▶ [Text]
=====

Bisphosphonates are medicines that help prevent bone loss and make bones stronger. Bisphosphonates are usually prescribed for postmenopausal women.
Two studies suggest that postmenopausal women who took bisphosphonate pills by mouth were 30% to 40% less likely to develop invasive breast cancer compared to women who didn't take oral bisphosphonates.
Oral bisphosphonates are:
- Fosamax (chemical name: alendronate sodium)
- Actonel (chemical name: risedronate)
- Boniva (chemical name: ibandronate)
In the first study, researchers looked at the medical records of more than 154,000 women who are part of the on-going Women's Health Initiative (WHI) study. They compared the histories of 2,816 women taking an oral bisphosphonate when they enrolled in the WHI to the other women in the study who weren't taking an oral bisphosphonate.

=====

▶ [Source data]

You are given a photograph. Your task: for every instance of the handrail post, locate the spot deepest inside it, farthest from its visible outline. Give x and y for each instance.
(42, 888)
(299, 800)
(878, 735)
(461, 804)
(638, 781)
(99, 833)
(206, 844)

=====

▶ [Instructions for the task]
Rewrite the part of the bisphosphonate text that begins at the words "In the first" and stops after "an oral bisphosphonate.", putting "scientists" in place of "researchers".

▶ [Worked solution]
In the first study, scientists looked at the medical records of more than 154,000 women who are part of the on-going Women's Health Initiative (WHI) study. They compared the histories of 2,816 women taking an oral bisphosphonate when they enrolled in the WHI to the other women in the study who weren't taking an oral bisphosphonate.